## WHAT THE TASK ASKS
A line belongs in the answer if it contains "crowd"; copy every such line from the entries below.

###

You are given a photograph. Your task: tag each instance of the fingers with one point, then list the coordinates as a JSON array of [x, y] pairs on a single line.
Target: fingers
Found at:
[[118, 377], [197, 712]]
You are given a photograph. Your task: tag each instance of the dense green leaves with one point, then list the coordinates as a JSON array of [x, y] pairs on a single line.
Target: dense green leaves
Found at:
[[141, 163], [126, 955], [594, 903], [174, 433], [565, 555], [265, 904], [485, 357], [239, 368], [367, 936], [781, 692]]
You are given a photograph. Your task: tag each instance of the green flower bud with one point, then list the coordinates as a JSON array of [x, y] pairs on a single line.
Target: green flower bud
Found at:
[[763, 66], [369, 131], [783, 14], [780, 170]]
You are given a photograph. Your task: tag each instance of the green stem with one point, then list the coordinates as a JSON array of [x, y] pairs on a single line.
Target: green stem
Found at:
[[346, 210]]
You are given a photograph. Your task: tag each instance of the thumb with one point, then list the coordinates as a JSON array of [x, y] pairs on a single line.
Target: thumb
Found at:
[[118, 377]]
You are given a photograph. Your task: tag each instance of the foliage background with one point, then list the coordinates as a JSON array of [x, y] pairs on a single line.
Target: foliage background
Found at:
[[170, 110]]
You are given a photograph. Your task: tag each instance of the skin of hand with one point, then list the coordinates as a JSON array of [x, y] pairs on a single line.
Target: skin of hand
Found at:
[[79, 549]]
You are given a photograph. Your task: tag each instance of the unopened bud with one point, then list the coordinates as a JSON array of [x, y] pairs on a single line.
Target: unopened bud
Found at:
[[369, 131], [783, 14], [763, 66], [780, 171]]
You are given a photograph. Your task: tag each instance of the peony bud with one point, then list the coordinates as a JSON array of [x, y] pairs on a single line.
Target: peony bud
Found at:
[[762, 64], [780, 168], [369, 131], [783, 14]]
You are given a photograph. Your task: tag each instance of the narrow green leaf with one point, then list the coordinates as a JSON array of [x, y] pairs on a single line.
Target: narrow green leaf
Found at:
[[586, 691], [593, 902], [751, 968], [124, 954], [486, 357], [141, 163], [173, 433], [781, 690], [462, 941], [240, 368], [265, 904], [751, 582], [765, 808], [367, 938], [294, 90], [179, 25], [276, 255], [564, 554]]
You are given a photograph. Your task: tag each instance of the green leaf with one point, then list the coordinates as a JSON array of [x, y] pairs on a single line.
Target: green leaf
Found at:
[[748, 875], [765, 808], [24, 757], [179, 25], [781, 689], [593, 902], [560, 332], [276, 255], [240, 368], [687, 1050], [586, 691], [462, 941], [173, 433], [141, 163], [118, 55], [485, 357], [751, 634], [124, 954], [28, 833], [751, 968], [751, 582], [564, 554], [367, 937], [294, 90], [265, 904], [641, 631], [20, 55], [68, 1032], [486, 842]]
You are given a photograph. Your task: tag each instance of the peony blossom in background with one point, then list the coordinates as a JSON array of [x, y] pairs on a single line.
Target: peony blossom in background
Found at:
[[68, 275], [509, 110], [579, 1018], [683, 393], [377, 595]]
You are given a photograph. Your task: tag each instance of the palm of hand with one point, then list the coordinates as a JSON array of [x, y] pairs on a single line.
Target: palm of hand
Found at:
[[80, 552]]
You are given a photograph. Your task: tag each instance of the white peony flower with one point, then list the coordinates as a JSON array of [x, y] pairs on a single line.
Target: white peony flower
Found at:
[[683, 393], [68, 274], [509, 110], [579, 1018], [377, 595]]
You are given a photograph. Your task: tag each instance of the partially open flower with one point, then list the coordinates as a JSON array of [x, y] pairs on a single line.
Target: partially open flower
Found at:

###

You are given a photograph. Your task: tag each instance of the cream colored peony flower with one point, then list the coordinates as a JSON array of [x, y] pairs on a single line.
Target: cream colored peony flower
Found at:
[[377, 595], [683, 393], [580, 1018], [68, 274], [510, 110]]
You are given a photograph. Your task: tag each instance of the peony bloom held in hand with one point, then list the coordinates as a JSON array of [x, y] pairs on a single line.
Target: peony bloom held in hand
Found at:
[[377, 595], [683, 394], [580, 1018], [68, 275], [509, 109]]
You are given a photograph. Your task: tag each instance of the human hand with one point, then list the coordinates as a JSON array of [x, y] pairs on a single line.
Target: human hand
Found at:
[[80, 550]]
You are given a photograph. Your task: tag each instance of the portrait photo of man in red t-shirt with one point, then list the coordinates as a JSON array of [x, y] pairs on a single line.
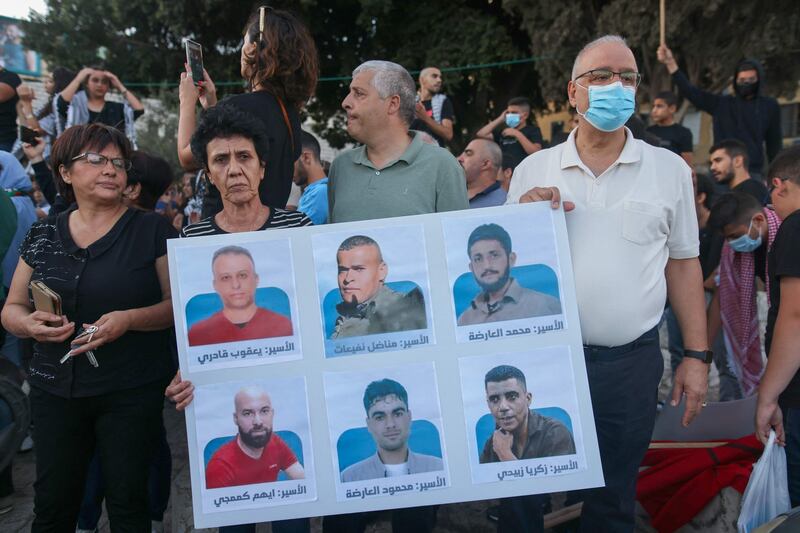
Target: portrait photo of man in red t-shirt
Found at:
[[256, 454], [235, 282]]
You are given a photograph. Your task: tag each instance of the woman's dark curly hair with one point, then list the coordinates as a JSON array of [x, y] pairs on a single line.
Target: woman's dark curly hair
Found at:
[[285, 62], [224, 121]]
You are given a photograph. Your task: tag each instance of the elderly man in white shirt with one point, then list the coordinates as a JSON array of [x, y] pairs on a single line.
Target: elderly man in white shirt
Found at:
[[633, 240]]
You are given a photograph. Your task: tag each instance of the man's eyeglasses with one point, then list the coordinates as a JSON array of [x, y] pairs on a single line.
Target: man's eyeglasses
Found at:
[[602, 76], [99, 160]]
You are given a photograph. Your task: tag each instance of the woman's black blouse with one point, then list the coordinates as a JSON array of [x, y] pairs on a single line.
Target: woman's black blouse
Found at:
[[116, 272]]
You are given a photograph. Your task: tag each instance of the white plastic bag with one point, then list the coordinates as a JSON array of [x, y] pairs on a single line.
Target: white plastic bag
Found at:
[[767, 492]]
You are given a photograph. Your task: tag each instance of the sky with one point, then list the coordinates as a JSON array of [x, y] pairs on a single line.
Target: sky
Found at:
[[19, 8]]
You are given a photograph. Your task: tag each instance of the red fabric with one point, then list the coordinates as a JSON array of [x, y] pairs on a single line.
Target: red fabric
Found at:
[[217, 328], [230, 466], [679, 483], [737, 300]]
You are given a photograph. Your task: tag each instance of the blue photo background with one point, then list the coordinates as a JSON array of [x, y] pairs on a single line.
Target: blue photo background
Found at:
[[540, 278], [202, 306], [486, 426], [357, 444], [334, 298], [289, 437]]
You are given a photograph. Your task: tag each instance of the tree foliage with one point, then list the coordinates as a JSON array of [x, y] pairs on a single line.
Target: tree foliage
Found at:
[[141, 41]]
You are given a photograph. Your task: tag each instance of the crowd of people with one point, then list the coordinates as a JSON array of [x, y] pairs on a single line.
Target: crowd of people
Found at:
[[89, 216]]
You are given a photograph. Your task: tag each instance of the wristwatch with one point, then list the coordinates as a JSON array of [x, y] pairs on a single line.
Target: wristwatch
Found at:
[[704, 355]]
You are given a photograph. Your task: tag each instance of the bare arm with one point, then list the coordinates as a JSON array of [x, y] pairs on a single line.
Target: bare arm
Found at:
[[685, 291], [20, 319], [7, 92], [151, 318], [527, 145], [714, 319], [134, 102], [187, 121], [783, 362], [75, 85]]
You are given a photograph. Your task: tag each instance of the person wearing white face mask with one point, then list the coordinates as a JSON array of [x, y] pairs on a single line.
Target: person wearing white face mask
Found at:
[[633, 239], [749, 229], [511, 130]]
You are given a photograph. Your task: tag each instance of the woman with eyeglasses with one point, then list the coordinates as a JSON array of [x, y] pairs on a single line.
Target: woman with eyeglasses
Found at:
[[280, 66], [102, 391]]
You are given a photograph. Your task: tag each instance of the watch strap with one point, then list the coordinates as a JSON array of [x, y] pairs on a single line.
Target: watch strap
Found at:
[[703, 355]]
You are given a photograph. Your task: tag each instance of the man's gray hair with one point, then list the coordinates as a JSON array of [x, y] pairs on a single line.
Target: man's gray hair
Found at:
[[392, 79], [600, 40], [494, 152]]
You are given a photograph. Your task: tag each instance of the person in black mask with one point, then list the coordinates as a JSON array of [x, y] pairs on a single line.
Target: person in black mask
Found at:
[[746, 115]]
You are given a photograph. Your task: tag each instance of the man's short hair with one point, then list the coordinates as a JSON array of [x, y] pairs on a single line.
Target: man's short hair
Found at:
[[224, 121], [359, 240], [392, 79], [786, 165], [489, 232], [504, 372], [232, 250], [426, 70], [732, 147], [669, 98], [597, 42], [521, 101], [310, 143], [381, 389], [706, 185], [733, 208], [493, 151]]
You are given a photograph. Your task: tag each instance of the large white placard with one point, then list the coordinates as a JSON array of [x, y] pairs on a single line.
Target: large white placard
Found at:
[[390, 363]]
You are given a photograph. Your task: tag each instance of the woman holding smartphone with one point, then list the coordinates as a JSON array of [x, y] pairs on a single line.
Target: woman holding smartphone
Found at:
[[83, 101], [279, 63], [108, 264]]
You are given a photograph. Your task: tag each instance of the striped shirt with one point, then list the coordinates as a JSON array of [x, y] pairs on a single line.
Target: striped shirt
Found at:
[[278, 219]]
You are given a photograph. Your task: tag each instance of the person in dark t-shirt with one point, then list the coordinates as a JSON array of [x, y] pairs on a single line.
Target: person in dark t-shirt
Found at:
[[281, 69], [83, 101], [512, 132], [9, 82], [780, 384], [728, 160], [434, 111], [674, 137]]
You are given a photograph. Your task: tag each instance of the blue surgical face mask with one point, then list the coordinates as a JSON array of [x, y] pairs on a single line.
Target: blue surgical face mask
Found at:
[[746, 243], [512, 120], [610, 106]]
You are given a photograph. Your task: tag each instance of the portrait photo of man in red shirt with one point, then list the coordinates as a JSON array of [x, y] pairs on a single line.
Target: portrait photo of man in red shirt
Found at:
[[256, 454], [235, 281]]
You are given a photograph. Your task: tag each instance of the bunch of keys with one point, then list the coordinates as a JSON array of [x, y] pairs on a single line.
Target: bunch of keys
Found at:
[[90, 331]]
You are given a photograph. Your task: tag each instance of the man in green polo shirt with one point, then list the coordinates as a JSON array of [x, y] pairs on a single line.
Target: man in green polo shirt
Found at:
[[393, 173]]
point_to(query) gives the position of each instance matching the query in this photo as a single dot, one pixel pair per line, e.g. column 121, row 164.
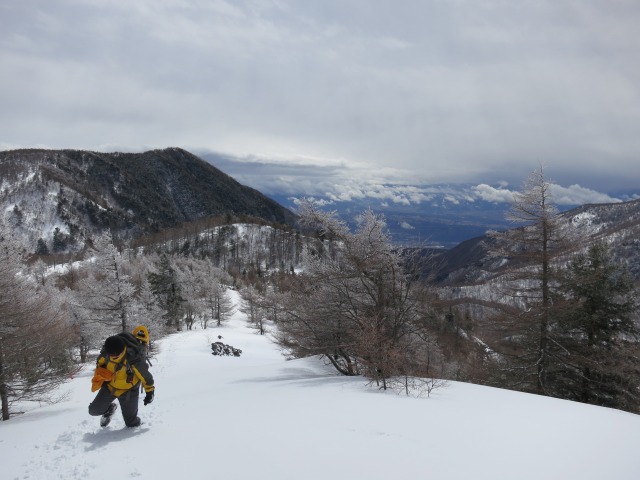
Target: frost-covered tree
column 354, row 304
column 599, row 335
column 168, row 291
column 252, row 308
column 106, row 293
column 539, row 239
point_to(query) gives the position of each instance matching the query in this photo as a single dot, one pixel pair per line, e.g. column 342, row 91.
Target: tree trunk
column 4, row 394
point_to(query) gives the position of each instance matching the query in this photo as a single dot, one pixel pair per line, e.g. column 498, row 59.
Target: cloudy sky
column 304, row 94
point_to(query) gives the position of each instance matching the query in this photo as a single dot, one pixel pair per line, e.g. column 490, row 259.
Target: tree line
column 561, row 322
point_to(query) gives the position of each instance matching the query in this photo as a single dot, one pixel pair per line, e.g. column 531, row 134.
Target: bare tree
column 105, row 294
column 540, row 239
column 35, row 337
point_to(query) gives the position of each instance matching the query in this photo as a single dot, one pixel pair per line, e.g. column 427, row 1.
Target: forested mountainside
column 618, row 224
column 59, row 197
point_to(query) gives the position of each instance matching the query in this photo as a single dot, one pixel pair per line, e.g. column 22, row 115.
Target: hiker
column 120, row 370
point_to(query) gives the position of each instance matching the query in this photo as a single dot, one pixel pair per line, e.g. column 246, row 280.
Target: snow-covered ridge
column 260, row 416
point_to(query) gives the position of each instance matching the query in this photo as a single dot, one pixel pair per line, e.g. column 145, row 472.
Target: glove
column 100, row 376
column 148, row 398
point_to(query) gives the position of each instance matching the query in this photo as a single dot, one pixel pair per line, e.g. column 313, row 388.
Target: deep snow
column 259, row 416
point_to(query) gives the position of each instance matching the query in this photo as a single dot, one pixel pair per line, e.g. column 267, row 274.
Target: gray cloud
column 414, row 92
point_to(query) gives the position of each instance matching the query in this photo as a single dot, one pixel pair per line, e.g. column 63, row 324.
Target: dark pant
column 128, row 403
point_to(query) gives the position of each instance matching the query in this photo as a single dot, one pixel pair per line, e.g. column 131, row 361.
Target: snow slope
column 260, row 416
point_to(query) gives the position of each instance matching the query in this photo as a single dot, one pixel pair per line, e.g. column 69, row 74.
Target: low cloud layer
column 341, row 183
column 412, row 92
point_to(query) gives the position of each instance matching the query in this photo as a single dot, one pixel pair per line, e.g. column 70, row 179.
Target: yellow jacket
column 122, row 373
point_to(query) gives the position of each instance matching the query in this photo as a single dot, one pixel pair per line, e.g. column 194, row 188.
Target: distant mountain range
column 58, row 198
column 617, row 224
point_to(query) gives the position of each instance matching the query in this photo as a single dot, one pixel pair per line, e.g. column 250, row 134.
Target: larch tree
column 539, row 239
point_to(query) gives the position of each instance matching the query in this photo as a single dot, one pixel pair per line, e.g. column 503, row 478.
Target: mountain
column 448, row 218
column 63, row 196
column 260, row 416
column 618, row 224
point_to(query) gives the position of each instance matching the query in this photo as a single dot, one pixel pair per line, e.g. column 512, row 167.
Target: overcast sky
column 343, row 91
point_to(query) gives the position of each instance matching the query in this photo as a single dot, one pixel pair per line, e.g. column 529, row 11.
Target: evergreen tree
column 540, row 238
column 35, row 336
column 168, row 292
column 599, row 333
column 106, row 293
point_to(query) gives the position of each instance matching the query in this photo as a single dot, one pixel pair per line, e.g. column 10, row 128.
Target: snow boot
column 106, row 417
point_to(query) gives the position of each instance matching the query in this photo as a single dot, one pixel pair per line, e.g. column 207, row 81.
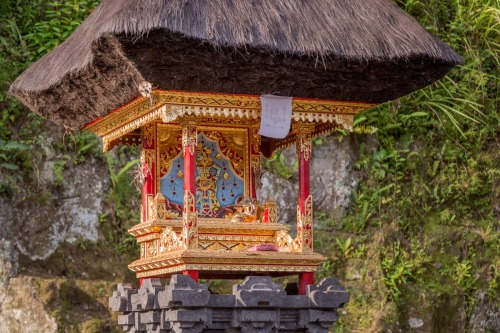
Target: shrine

###

## WRITTEN ANSWER
You are given a photograph. Your task: tag each instance of the crowd of people with one point, then list the coordinates as a JSON array of [x, y] pairs on a single line.
Target: crowd of people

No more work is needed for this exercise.